(Exercise) Rewrite every entry below as a numbered list, omitting any blank lines.

(Extracted entries)
***

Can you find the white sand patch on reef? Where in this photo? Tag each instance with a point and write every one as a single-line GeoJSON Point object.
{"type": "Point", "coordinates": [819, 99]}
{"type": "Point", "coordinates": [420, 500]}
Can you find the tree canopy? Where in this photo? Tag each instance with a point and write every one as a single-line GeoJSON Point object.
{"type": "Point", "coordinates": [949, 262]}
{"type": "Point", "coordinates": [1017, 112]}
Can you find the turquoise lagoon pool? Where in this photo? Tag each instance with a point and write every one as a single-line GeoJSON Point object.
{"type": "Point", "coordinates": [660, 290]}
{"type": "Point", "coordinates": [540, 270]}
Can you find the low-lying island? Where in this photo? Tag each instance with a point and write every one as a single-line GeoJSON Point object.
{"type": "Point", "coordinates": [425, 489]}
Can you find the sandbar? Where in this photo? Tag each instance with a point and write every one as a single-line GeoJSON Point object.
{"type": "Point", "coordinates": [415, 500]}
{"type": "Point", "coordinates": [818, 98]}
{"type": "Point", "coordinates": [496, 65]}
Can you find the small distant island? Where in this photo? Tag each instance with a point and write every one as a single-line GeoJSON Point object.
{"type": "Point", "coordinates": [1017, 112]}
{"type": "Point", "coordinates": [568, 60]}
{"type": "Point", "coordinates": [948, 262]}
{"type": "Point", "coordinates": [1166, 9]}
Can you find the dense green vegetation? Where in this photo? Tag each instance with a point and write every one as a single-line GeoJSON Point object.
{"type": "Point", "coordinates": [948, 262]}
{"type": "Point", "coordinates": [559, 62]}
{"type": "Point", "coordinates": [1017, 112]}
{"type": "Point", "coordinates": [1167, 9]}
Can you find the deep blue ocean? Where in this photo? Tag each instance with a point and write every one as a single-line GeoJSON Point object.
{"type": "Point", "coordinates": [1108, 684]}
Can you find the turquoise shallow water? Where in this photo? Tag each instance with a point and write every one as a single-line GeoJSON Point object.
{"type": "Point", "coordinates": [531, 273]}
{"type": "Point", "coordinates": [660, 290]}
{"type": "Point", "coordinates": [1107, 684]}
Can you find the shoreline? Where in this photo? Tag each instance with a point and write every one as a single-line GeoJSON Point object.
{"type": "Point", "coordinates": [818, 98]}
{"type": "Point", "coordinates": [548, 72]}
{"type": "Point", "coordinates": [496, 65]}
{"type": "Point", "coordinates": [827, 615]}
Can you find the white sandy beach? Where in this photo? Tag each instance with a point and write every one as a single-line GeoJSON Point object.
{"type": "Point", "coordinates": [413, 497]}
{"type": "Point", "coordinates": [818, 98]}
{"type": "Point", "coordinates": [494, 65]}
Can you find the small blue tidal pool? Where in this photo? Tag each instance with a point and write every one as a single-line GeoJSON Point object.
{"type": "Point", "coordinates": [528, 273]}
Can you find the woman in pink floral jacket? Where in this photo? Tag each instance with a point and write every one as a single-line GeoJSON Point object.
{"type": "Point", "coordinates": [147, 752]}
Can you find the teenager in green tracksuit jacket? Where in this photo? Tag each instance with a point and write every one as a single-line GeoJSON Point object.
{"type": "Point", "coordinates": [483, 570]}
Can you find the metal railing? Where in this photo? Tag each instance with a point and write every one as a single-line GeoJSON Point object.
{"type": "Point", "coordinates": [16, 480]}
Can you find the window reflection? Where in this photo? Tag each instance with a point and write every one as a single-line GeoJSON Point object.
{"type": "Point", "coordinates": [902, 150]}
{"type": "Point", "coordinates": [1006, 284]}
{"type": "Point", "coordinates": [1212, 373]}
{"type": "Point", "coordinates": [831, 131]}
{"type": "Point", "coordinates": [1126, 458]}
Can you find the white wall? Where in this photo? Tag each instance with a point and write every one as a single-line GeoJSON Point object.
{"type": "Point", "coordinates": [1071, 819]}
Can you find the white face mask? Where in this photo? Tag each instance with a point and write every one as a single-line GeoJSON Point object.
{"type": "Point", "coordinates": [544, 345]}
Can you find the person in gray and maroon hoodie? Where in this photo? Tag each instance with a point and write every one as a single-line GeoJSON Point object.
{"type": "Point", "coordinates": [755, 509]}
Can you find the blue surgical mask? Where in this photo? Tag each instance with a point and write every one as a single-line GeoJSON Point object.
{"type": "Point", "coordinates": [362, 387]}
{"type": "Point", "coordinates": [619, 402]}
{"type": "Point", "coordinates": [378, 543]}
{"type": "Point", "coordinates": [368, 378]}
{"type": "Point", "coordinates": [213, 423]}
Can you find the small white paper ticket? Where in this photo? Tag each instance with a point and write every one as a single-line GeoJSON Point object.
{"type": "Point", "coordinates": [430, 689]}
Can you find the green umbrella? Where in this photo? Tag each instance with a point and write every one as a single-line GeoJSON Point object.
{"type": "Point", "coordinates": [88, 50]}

***

(Response for this exercise)
1. Can you find the white sand patch on reef? Where in this photo? Tag each instance with a point and write every one as a single-line GeoJSON Point object.
2. {"type": "Point", "coordinates": [819, 99]}
3. {"type": "Point", "coordinates": [420, 500]}
4. Can you find the tree canopy? Where in this photo? Tag each instance with a point and write every one as a single-line GeoJSON Point object.
5. {"type": "Point", "coordinates": [949, 262]}
6. {"type": "Point", "coordinates": [1017, 112]}
7. Can you find the turquoise lagoon pool? Where in this photo? Tag each instance with a point and write every one as a single-line GeoJSON Point object.
8. {"type": "Point", "coordinates": [660, 290]}
9. {"type": "Point", "coordinates": [540, 270]}
10. Can you find the low-lying island? Where in this photo? Tag each instance with a point and write every one as a single-line GeoJSON Point object.
11. {"type": "Point", "coordinates": [425, 489]}
12. Can you find the sandbar? Where in this photo? Tag each instance with a point and write every one as a single-line GeoJSON Point object.
13. {"type": "Point", "coordinates": [415, 500]}
14. {"type": "Point", "coordinates": [818, 98]}
15. {"type": "Point", "coordinates": [496, 65]}
16. Can you find the small distant island? Where in this photo? Tag each instance with a point and write every one as a single-line GeoJSON Point object.
17. {"type": "Point", "coordinates": [1017, 112]}
18. {"type": "Point", "coordinates": [568, 60]}
19. {"type": "Point", "coordinates": [948, 262]}
20. {"type": "Point", "coordinates": [1166, 9]}
21. Can you find the dense green vegetation? Where in this photo? Tag each instance with a point and write every one as a single-line GeoJSON Point object.
22. {"type": "Point", "coordinates": [948, 262]}
23. {"type": "Point", "coordinates": [559, 62]}
24. {"type": "Point", "coordinates": [1017, 112]}
25. {"type": "Point", "coordinates": [1167, 9]}
26. Can you find the deep blue ocean? Where in this photo? Tag each instance with a point and write every one as a single-line GeoJSON Point object.
27. {"type": "Point", "coordinates": [1108, 684]}
28. Can you find the turquoise shallow water? Where in this photo? Tag each instance with a point and write every one as a single-line GeoJSON Point object.
29. {"type": "Point", "coordinates": [531, 273]}
30. {"type": "Point", "coordinates": [660, 290]}
31. {"type": "Point", "coordinates": [1107, 684]}
32. Can you find the shoreline? Where in this photo? Tag each instance with a point and write every one as a single-line GeoJSON Point object.
33. {"type": "Point", "coordinates": [818, 98]}
34. {"type": "Point", "coordinates": [548, 72]}
35. {"type": "Point", "coordinates": [496, 65]}
36. {"type": "Point", "coordinates": [827, 615]}
37. Can you find the white sandy beach? Where in this photo? Tag each instance with a point and write every one as a single-line GeoJSON Point object.
38. {"type": "Point", "coordinates": [413, 497]}
39. {"type": "Point", "coordinates": [818, 98]}
40. {"type": "Point", "coordinates": [494, 65]}
41. Can you find the small blue tidal pool? Where in this photo? Tag each instance with a point and write every one as a single-line GeoJSON Point object.
42. {"type": "Point", "coordinates": [528, 273]}
43. Can you find the woman in pink floral jacket? Where in this photo? Tag each instance with a point and write every one as a single-line GeoJSON Point object.
44. {"type": "Point", "coordinates": [147, 752]}
45. Can you find the teenager in green tracksuit jacket? Where in this photo? Tag each instance with a point and write every one as a single-line GeoJSON Point object.
46. {"type": "Point", "coordinates": [483, 570]}
47. Can you find the metal railing? Where in this photo? Tag each instance with a point and write every one as a single-line GeoJSON Point object.
48. {"type": "Point", "coordinates": [16, 480]}
49. Can you find the window reflection? Where in this photo? Tag each instance with a point and write every one as a single-line GeoJSON Point object.
50. {"type": "Point", "coordinates": [902, 150]}
51. {"type": "Point", "coordinates": [1006, 284]}
52. {"type": "Point", "coordinates": [1212, 373]}
53. {"type": "Point", "coordinates": [831, 131]}
54. {"type": "Point", "coordinates": [1126, 458]}
55. Can you find the white wall? Where in this photo? Tag each instance with a point and write every one as a single-line GeoJSON Point object.
56. {"type": "Point", "coordinates": [1071, 819]}
57. Can you find the white face mask? Where in this photo? Tag each instance with a point and write every one as a single-line GeoJSON Point object.
58. {"type": "Point", "coordinates": [544, 345]}
59. Can you find the person in gray and maroon hoodie? Where in this photo? Tag each instance with a point and write every one as a single-line GeoJSON Point object.
60. {"type": "Point", "coordinates": [755, 509]}
61. Can you find the blue surgical mask? Where in this photo? Tag each instance with a point and write every one as a single-line GeoJSON Point object.
62. {"type": "Point", "coordinates": [362, 387]}
63. {"type": "Point", "coordinates": [619, 402]}
64. {"type": "Point", "coordinates": [378, 543]}
65. {"type": "Point", "coordinates": [368, 378]}
66. {"type": "Point", "coordinates": [213, 423]}
67. Can you find the small white paper ticket? Where in this photo? Tag each instance with a point and write every one as a single-line GeoJSON Point object.
68. {"type": "Point", "coordinates": [430, 689]}
69. Can you find the green umbrella? Where in this photo? Tag each instance with a point and write every one as a single-line GeoJSON Point object.
70. {"type": "Point", "coordinates": [88, 50]}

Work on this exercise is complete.